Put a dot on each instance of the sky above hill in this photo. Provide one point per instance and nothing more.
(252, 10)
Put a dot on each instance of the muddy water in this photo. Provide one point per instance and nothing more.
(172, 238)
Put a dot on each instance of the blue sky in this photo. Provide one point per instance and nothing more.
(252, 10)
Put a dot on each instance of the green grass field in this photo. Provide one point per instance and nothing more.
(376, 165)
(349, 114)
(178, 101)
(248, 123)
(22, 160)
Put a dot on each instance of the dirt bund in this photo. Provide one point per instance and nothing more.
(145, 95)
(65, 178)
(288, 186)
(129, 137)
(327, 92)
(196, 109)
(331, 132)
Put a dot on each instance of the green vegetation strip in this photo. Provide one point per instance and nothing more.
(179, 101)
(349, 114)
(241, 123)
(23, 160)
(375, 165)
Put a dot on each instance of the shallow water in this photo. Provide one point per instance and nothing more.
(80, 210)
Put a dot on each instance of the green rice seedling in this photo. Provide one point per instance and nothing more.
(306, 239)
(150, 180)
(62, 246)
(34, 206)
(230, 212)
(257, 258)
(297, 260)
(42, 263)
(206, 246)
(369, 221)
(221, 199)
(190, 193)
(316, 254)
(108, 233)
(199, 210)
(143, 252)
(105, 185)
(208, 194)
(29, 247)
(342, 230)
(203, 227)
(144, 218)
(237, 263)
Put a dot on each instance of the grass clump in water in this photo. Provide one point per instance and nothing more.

Aim =>
Lay out the listing above as a JSON array of strings, one string for each line, leaving out any blank lines.

Answer for this exercise =>
[
  "Put a dot on each instance of the sky above hill in this photo. Provide one point per instance and nothing more.",
  "(252, 10)",
  "Put a dot on each instance of the muddy water in this photo. Provide one point per instance and nothing more.",
  "(172, 238)",
  "Put a dot on each instance of the blue sky in this photo. Provide one point per instance and nothing more.",
  "(252, 10)",
  "Put a dot on each instance of the green grass field in this photo. Provide one point per instance and nothing more.",
  "(376, 165)",
  "(349, 114)",
  "(178, 101)",
  "(248, 123)",
  "(22, 160)",
  "Put a dot on each instance of the dirt bund in this photo. Provide one point per instance and nothing more.",
  "(145, 95)",
  "(65, 178)",
  "(288, 186)",
  "(129, 137)",
  "(327, 92)",
  "(196, 109)",
  "(331, 132)",
  "Put a dot on each instance of the green vegetation strip in this photo. Provide one point per instance and nothing more.",
  "(179, 101)",
  "(349, 114)",
  "(241, 123)",
  "(23, 160)",
  "(375, 165)",
  "Put a dot on each instance of the shallow water in this photo. Provide one point per instance and nothing more.",
  "(80, 210)",
  "Put a dot on each instance of the green rice seedling in this photo. Provide one point per instance and nothing more.",
  "(306, 239)",
  "(150, 180)",
  "(62, 246)",
  "(34, 206)",
  "(230, 212)",
  "(257, 258)",
  "(297, 260)",
  "(42, 263)",
  "(206, 246)",
  "(369, 221)",
  "(221, 199)",
  "(190, 193)",
  "(316, 254)",
  "(108, 233)",
  "(199, 210)",
  "(143, 252)",
  "(105, 185)",
  "(208, 194)",
  "(29, 247)",
  "(342, 230)",
  "(203, 227)",
  "(144, 218)",
  "(237, 263)",
  "Put a dot on each instance of the grass clump in water in this photo. Provide one point per instance and nothing more."
]